Problem requirements → How many lines in these records include the string "background"? Reply with that number alone.

Region pointing data:
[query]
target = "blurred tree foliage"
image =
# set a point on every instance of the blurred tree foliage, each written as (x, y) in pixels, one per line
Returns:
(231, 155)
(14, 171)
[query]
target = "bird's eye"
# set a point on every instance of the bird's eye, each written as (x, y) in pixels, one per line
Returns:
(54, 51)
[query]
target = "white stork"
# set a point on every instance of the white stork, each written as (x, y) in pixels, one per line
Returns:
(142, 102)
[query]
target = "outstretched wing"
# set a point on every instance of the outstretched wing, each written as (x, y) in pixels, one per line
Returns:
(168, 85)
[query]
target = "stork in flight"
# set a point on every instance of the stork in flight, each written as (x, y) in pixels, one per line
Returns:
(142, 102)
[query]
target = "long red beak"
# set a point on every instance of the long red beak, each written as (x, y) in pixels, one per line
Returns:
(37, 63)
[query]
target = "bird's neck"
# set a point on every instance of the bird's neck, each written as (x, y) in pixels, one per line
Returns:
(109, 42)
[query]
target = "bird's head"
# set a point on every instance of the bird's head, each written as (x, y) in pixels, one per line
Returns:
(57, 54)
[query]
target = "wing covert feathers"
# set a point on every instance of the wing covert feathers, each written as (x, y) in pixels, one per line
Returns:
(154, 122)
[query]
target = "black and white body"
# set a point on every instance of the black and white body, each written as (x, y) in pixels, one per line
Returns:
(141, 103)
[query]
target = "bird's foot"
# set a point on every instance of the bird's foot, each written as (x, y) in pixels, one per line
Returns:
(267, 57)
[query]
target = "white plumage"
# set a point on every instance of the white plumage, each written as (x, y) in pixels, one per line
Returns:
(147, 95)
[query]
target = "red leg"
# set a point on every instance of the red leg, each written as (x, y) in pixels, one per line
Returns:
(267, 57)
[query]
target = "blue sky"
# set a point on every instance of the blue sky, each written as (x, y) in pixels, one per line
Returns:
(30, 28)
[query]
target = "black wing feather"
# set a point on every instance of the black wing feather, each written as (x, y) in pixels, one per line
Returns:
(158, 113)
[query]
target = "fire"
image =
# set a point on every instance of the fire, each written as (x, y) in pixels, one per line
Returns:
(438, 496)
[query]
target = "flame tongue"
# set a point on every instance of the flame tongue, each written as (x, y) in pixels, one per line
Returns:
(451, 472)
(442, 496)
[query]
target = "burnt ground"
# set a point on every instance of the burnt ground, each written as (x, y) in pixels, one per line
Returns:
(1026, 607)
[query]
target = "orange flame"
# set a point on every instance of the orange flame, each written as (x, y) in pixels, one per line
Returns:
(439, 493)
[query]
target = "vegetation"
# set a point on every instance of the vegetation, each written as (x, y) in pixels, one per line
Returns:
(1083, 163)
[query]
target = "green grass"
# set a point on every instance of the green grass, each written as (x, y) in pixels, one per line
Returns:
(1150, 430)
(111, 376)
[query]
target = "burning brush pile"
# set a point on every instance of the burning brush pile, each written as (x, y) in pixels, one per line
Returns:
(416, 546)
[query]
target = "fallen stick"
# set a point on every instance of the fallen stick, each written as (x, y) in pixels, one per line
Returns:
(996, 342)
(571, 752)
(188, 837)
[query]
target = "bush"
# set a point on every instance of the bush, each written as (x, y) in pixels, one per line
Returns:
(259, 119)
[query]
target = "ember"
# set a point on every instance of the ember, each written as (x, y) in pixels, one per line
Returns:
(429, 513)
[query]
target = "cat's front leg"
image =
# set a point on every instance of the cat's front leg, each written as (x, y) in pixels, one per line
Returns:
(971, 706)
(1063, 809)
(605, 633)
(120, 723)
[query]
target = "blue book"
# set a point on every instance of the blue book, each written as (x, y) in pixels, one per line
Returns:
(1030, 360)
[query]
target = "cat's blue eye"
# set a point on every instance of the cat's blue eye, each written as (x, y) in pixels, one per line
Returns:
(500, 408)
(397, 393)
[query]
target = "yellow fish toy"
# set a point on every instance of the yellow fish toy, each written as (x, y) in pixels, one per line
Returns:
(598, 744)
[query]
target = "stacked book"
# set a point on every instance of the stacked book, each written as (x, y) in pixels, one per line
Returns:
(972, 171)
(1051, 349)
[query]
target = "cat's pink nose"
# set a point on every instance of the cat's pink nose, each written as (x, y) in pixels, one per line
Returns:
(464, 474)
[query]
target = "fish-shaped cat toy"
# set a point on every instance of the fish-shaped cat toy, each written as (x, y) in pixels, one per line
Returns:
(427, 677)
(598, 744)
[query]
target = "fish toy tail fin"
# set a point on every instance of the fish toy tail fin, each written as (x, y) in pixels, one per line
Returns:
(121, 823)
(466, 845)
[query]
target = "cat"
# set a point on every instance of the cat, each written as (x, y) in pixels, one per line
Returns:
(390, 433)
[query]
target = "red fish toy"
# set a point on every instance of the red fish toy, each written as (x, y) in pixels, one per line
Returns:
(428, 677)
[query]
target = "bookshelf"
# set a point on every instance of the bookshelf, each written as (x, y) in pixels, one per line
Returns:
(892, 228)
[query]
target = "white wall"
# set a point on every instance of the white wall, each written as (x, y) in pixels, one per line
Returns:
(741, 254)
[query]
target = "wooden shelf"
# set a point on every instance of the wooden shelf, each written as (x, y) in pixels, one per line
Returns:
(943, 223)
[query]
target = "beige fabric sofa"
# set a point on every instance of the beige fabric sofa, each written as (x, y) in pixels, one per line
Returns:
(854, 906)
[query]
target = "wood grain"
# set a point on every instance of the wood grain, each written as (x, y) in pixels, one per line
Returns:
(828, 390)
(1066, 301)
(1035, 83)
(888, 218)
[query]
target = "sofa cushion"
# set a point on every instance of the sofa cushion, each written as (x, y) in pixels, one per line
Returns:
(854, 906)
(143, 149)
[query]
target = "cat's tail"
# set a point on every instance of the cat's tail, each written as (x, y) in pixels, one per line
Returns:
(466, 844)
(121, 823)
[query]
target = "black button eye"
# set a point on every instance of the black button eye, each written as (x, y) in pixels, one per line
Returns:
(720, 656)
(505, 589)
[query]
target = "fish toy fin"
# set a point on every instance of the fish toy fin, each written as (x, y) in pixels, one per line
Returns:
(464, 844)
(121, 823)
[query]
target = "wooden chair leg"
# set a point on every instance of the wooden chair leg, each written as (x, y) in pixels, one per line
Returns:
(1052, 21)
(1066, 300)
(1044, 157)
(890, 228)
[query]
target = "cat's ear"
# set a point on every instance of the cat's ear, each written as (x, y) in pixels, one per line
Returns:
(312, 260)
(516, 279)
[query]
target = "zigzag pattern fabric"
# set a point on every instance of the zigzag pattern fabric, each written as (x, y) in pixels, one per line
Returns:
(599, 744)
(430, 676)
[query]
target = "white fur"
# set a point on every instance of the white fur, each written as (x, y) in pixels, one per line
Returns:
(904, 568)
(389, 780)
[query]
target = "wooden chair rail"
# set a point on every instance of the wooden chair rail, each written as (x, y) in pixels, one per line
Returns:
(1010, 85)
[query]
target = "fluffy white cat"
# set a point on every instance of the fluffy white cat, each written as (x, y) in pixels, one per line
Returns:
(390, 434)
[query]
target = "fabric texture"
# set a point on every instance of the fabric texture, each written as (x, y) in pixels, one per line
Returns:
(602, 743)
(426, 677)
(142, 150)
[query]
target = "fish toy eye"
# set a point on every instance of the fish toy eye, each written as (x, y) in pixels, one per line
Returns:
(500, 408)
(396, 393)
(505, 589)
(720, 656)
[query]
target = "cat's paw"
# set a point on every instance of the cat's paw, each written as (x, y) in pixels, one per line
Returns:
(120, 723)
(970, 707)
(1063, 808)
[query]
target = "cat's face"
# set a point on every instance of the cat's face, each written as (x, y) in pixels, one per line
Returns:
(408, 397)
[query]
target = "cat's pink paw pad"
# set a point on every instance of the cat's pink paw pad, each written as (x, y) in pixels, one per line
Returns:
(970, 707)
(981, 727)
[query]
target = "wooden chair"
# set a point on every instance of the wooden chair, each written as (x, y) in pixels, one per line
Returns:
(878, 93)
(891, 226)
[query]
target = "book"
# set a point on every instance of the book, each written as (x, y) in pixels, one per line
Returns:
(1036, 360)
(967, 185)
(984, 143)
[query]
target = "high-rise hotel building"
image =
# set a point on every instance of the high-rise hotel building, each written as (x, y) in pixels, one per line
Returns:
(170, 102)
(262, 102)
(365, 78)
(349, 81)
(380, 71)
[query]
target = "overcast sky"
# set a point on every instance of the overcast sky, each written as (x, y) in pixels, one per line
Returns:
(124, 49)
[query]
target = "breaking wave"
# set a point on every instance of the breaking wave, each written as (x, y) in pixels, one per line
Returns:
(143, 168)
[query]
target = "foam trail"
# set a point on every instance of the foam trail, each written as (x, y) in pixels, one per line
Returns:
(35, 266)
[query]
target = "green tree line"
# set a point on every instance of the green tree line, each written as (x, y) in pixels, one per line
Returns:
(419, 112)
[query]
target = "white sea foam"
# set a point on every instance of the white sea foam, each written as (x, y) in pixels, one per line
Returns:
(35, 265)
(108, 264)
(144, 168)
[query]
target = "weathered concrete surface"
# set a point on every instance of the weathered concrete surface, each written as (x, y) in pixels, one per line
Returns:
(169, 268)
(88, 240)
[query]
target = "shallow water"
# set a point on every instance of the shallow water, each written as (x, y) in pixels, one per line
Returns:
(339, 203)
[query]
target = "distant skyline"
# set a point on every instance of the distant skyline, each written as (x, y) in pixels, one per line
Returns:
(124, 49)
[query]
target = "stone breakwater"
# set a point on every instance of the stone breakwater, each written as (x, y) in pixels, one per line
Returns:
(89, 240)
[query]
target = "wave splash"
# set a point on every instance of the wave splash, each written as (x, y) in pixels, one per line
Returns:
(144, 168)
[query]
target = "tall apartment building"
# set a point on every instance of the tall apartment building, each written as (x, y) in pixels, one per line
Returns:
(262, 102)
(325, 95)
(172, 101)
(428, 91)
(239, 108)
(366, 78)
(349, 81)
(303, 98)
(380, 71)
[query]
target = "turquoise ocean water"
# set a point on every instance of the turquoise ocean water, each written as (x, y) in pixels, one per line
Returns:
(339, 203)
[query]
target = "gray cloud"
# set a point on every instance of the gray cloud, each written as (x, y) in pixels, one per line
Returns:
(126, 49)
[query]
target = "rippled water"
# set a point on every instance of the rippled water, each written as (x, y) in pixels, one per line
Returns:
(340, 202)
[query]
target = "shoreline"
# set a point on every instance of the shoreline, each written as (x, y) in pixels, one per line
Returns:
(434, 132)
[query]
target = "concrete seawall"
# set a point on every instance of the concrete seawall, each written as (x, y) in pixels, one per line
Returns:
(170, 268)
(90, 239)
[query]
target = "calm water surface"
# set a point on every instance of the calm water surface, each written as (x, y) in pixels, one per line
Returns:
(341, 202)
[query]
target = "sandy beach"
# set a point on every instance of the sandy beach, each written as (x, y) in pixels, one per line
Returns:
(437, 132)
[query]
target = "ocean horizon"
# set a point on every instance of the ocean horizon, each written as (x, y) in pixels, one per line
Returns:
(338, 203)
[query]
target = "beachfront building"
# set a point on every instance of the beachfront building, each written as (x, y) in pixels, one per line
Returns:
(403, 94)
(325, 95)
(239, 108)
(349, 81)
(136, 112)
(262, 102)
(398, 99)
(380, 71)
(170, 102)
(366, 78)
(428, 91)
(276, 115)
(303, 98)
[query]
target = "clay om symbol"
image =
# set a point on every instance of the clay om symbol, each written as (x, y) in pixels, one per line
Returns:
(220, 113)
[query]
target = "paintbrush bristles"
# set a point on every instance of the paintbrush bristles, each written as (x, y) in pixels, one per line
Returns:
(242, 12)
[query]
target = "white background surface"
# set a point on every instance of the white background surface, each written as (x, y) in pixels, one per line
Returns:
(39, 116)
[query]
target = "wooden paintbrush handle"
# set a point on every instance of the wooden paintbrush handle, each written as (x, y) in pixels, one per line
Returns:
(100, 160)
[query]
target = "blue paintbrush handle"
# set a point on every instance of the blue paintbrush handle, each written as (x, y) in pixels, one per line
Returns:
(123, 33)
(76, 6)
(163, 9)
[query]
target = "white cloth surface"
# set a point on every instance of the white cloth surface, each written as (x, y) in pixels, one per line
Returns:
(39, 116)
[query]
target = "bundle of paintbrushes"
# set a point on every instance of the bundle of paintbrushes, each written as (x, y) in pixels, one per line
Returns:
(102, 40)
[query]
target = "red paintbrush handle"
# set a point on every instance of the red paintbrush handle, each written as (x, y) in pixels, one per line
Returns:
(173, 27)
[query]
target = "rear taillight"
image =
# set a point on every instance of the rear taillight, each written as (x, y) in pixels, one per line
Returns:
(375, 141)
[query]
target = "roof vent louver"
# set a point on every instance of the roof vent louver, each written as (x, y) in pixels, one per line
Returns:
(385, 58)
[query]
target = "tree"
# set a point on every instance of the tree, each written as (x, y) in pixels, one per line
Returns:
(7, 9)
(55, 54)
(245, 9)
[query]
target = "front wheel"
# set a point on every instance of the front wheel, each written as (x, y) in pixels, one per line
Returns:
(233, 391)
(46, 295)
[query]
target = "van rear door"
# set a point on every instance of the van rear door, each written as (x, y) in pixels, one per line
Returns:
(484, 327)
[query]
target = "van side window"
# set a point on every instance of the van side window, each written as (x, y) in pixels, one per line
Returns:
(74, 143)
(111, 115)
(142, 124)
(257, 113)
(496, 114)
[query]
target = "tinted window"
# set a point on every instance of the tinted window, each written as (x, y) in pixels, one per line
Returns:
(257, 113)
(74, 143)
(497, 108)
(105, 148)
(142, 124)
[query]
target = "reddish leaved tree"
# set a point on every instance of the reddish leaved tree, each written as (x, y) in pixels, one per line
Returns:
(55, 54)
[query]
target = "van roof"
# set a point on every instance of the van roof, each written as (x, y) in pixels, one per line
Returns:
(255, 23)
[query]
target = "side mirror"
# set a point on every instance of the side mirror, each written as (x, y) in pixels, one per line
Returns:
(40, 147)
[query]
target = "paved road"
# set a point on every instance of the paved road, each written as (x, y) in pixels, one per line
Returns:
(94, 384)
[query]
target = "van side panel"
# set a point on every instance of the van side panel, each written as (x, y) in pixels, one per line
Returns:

Task output → 2